-------- TEXT SHOWN
Bonnie Hunter and her scrap obsession

Bonnie Hunter, Pineapple Crazy, String Fling, scrap quilt, Quiltville, Scrap User's System

If you’ve ever thrown away scraps in a Bonnie Hunter class, there’s a good chance they made their way into her pattern Pineapple Crazy in her book “String Fling.”

The bed-sized quilt is made up of 5-inch paper-pieced pineapple blocks with impossibly small pieces. And all those pieces you thought you couldn’t use and tossed, well Hunter scooped them up and put them in Pineapple Crazy.

Bonnie Hunter, Pineapple Crazy, String Fling, scrap quilt, Quiltville, Scrap User's System

The quilting queen of scraps, Hunter is known for her ample stash of scraps and fun ways to use them, as well as making quilts from recycled fabrics. She is so well known for her love of scraps that she has returned home to find 50 pound boxes filed with them on her doorstep.

In her quilt designs she will mix and match batiks, 1930s reproductions, modern prints. As long as the color value fits, it goes in the quilt regardless of the original fabric design.

“That’s what I love about being a scrap quilter,” Hunter said. “It’s more about the color and the variety, the value and the contrast. And the more the merrier in a scrap quilt. You can hide a multitude of sings by putting a lot into it. Things don’t stick out like a sore thumb the more you put them together in the quilt. And if things are ugly, you just cut it smaller.”

Hunter has developed what she calls the Scrap User’s System for organizing her ample stash. The idea is that all quilt blocks are built on a grid, and there are some common sizes one can cut just about anything from. Armed with an Easy Angle Ruler so she can cut triangles out of strips, Hunter saves scraps in one-and-a-half-inch, two-inch, two-and-a-half-inch and three inch strips.

“It’s what I call the four core, because these work in different combinations to give us those basic building blocks,” Hunter said. “So when I’m finishing up a project, it all happens in the clean up process. I don’t cut down new yardage to be scraps. This is all the left over backings, the let over backgrounds, sashing, borders and the backing fabric when you trim that off after getting the quilt quilted. There’s usual a lot of fabric there.”
----------------
-------- COLLECTED DATA
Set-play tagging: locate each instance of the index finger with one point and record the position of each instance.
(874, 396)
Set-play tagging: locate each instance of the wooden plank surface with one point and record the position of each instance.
----------------
■ **SET EXERCISE A**
List every strip width in which Hunter saves her scraps, according to the article on Bonnie Hunter's scrap quilting.
■ **SET EXERCISE B**
Resume the article on Bonnie Hunter's scrap quilting from its final sentence.

■ **TASK OUTPUT A**
One-and-a-half-inch, two-inch, two-and-a-half-inch and three-inch.

■ **TASK OUTPUT B**
One of Hunter’s projects that she travels with is the ultimate scrap quilter’s dream. For years she has been bringing her “busy bag” with to doctor’s appointments, teaching engagements, guild meetings. Anytime there’s time where she’s just going to be sitting, she’s typically sewing a few paper-pieced hexagons together. The result has been one bed-sized paper-pieced hexagon completed and a second one nearly done.

“I do English paper piecing on planes, in airports in hotel rooms, wherever I find I have wasted time,” Hunter said. “Some days, with a hectic work schedule, just holding that one little hexagon and basting those little corners down, that day I only sew three hexagons they gonna stay sewn. That’s my accomplishment for the day, but it was something.”

She also travels with projects already kitted up and ready for travel and asks to borrow a Singer featherweight, her antique sewing machine of choice. Right now she is reviving Scrappy Mountain Majesties, a delectable mountain variation and one of her first patterns, to celebrate her 11th year of blogging at Quiltville. She’s redoing the quilt in recycled shirt fabrics, plaid stripes and prints for a very rustic look.

Besides filling nights alone in a hotel room with something other than whatever is on primetime, traveling with one project is a great way for Hunter to make progress on a quilt.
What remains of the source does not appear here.